Na Ilha do Massangano, no meio do rio São Francisco, todo janeiro é tempo de Samba de Véio. A localidade de Petrolina, no sertão de Pernambuco, tem tradição de reisado há mais de um século. No meio da roda, esguia e de sorriso sereno, Chiquinha dançava e puxava o povo para entrar na brincadeira.
O batuque e a pisada são repassados como herança na comunidade remanescente de quilombolas refugiados.
Chiquinha contava que aprendeu a sambar com o avô, ainda pequena. Mas, na época, não podia sair com os sambadores que vão de porta em porta pela comunidade. A festança começava tarde e era proibida para as crianças da localidade, que ficava muito escura por ainda não ter energia elétrica.
Francisca Maria Ubaldo nasceu no dia 11 de maio de 1950, na mesma ilha onde viveu. Filha de Euclides José e Joana, cresceu em uma casa com oito irmãos. A infância foi de trabalho na roça, e muito cedo ela começou a vender verduras.

################

Exercício 1
Reproduza sem alterações o trecho do texto sobre o Samba de Véio. Comece nas palavras "Na Ilha do Massangano, no" e pare depois de "entrar na brincadeira.".
Exercício 2
No texto sobre o Samba de Véio, por que Chiquinha, quando pequena, não podia sair com os sambadores que iam de porta em porta?
Exercício 3
Como fica em inglês esta frase do texto sobre o Samba de Véio: "O batuque e a pisada são repassados como herança na comunidade remanescente de quilombolas refugiados."?

################

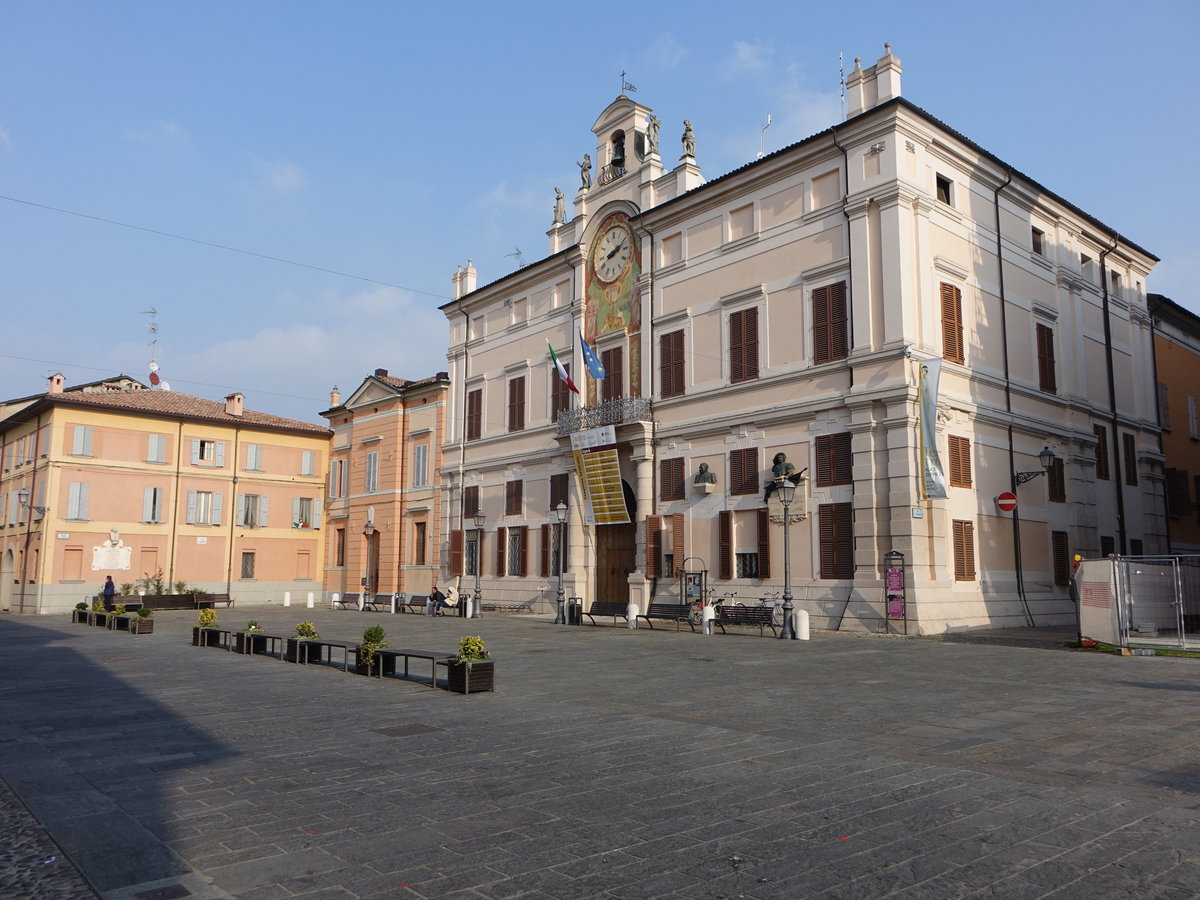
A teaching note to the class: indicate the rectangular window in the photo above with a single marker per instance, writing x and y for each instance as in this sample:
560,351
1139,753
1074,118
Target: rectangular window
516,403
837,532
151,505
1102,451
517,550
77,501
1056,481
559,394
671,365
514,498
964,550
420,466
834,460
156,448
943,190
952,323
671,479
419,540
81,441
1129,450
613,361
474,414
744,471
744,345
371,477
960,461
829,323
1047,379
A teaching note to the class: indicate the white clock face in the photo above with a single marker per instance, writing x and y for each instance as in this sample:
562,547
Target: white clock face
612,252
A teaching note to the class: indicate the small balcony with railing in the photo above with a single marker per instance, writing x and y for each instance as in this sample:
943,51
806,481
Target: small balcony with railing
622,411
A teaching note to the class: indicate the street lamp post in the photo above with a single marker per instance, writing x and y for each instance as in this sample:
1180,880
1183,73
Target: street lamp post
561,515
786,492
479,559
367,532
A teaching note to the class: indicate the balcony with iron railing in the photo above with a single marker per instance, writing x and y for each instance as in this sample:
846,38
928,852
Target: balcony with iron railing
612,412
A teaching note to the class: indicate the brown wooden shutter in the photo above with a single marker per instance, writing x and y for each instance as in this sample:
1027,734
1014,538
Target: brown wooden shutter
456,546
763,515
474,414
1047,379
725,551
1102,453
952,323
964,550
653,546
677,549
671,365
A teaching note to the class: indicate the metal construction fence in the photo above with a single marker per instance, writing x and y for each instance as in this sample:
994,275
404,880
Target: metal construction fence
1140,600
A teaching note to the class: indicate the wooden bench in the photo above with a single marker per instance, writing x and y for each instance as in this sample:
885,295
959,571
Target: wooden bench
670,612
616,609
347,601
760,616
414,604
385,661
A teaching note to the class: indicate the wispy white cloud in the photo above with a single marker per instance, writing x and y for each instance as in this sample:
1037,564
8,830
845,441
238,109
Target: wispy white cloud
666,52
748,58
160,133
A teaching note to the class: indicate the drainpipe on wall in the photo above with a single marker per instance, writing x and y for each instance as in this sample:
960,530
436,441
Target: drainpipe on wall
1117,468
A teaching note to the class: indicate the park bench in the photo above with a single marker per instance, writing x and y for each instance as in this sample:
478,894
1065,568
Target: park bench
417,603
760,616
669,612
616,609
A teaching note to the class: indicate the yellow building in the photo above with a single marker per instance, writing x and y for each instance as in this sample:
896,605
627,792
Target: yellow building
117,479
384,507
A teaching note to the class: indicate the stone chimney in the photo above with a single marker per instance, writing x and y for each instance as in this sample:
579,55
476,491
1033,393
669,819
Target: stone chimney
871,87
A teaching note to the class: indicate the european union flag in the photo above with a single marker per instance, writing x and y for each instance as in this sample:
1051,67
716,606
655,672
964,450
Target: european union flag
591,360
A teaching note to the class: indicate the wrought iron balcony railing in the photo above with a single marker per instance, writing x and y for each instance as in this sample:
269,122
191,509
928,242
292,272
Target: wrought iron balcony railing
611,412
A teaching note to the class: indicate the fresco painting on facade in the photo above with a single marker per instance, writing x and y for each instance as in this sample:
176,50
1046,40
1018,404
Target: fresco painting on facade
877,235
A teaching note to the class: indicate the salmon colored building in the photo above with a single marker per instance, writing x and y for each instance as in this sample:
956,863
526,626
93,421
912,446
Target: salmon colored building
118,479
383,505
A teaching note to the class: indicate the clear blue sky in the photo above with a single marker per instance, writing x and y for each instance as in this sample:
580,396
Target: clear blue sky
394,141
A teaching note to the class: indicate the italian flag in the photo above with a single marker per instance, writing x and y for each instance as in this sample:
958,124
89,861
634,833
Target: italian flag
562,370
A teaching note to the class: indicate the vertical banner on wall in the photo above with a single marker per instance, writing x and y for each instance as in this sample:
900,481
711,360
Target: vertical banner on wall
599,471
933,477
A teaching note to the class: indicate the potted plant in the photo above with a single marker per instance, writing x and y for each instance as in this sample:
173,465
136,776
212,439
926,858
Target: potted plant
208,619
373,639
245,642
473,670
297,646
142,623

################

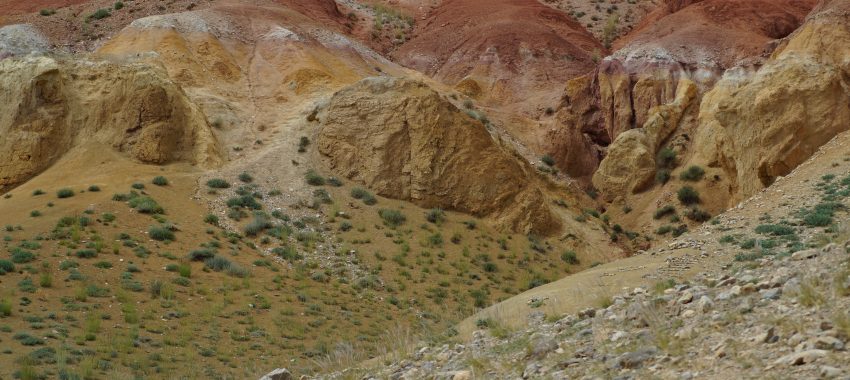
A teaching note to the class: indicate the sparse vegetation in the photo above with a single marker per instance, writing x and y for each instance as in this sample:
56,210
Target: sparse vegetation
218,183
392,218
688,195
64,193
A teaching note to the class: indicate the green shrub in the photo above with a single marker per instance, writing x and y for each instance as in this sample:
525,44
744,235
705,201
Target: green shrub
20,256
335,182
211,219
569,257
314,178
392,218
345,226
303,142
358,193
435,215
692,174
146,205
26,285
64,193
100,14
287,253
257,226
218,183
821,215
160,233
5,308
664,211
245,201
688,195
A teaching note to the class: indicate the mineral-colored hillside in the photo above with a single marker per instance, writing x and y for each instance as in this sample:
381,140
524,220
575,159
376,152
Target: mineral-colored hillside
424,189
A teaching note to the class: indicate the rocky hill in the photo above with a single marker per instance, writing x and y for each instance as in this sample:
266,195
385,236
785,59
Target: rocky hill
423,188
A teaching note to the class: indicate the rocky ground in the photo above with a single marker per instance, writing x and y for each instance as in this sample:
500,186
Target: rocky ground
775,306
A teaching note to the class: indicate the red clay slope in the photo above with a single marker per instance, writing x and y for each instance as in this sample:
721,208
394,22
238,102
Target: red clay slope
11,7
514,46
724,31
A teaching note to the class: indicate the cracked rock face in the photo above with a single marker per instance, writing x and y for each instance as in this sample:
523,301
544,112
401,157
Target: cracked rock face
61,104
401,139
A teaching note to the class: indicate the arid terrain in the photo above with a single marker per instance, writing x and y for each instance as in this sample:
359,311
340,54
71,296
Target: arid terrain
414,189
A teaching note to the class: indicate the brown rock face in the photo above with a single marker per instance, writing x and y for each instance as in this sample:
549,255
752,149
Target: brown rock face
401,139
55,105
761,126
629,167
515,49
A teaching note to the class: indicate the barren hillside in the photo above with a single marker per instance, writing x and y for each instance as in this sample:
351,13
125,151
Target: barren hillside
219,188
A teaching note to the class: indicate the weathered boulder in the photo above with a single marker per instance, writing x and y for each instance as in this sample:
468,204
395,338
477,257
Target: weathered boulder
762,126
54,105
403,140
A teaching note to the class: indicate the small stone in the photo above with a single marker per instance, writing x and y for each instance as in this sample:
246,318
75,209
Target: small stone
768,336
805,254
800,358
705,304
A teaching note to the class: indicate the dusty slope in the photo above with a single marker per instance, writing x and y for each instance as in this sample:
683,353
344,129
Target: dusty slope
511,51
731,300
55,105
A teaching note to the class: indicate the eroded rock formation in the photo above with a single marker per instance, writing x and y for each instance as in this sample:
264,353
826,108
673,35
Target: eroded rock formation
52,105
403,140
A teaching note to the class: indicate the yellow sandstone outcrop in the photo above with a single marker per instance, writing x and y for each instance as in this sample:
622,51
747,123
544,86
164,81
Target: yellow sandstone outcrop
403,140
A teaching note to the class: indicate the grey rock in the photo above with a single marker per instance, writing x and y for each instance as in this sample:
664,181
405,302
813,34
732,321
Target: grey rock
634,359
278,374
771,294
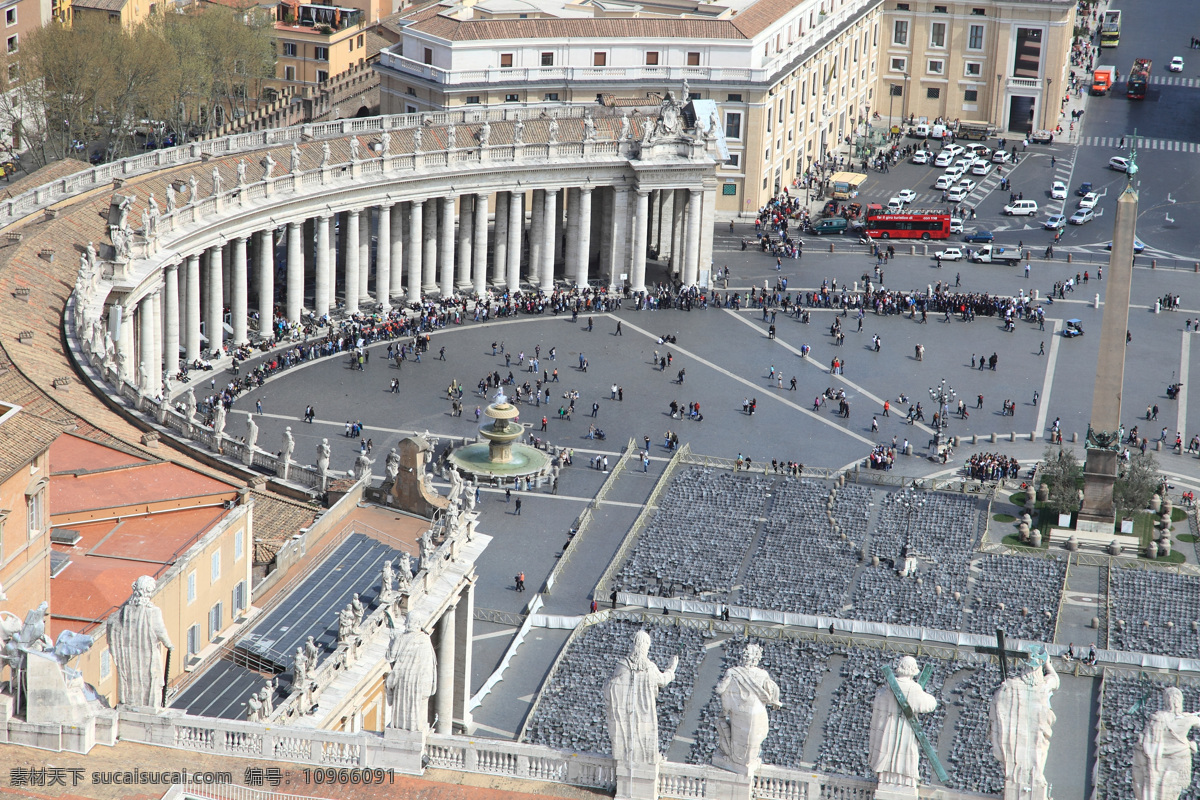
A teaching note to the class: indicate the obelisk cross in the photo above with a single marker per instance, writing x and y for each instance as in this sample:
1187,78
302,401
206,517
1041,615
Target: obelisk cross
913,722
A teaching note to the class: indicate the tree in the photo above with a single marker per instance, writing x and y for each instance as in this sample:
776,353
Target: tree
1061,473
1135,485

################

Resposta 1
Na Ilha do Massangano, no meio do rio São Francisco, todo janeiro é tempo de Samba de Véio. A localidade de Petrolina, no sertão de Pernambuco, tem tradição de reisado há mais de um século. No meio da roda, esguia e de sorriso sereno, Chiquinha dançava e puxava o povo para entrar na brincadeira.

Resposta 2
Porque a festança começava tarde e era proibida para as crianças da localidade. A localidade ficava muito escura por ainda não ter energia elétrica.

Resposta 3
The drumming and the stomping are handed down as a heritage in the remnant community of refugee quilombolas.